REQUIREMENTS →
[A] Reproduce the passage of the EXTC-Stereo review starting with "Radial Engineering EXTC-Stereo" and going on through "to the patchbay.", word for word.
[B] Pick up the EXTC-Stereo review after its final sentence and keep writing it.

Back

Tape Op Magazine Reviews the EXTC-Stereo

Tape Op EXTC-Stereo Review

November 25th, 2021

The following review by Dana Gumbiner was originally published in the Jan/Feb 2022 issue of TapeOp Magazine. See the Review Here

Radial Engineering EXTC-Stereo Effects Reamper

This new box from Radial has saved my bacon. I’ve become a bit of an effects pedal hoarder, with a desktop pedalboard rig that has grown to an unwieldy size and become somewhat of a staple for me in sound design and mixing. Most of these pedals run through a 6-channel loop switcher, allowing me to control the signal path with a basic bypass for each pedal. For I/O into my patchbay, I used my Radial JCR Studio Reamper to patch balanced input signal directly into the loop switcher and the output of the loop switcher feeding back to the patchbay.

ENTRIES SHOWN →
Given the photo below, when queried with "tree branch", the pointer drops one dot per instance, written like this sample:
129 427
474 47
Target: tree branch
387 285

---

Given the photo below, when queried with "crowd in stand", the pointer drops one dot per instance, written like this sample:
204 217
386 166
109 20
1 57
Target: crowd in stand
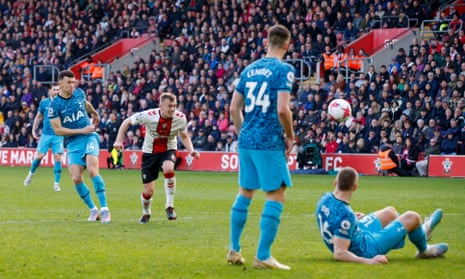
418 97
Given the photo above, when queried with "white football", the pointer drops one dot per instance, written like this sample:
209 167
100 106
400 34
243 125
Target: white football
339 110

==

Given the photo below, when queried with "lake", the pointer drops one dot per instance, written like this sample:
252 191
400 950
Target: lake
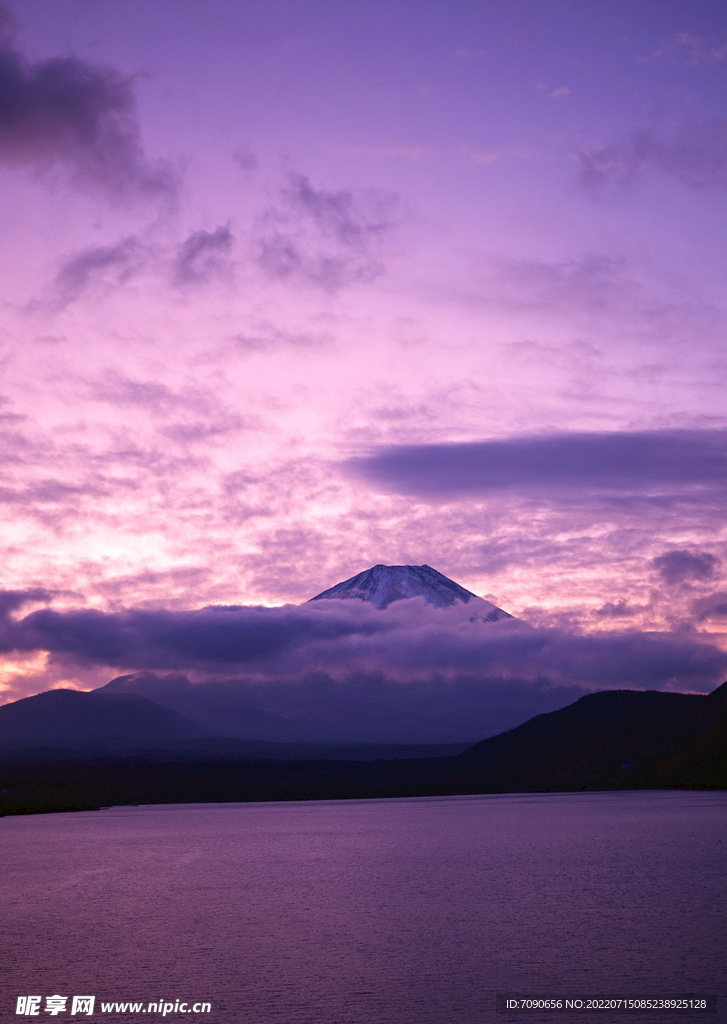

ANSWERS TO THE EXERCISE →
[A]
Radial Engineering EXTC-Stereo Effects Reamper

This new box from Radial has saved my bacon. I’ve become a bit of an effects pedal hoarder, with a desktop pedalboard rig that has grown to an unwieldy size and become somewhat of a staple for me in sound design and mixing. Most of these pedals run through a 6-channel loop switcher, allowing me to control the signal path with a basic bypass for each pedal. For I/O into my patchbay, I used my Radial JCR Studio Reamper to patch balanced input signal directly into the loop switcher and the output of the loop switcher feeding back to the patchbay.

[B]
This setup worked fine to create a simple effect send, but was challenging for certain pedals in that I had no immediate way to attenuate the signal fed into the effects loop other than to turn down the send from my DAW. For my setup, this made analog gain staging a little bit of a guessing game at times. Plus, I had no options to wet/dry blend the signals other than within the DAW, which worked for most applications but was a bit of a bummer when I simply wanted to play something live and direct into the effects chain. However, the change that finally “broke” my setup was the introduction of a stereo effects pedal into the pedal chain.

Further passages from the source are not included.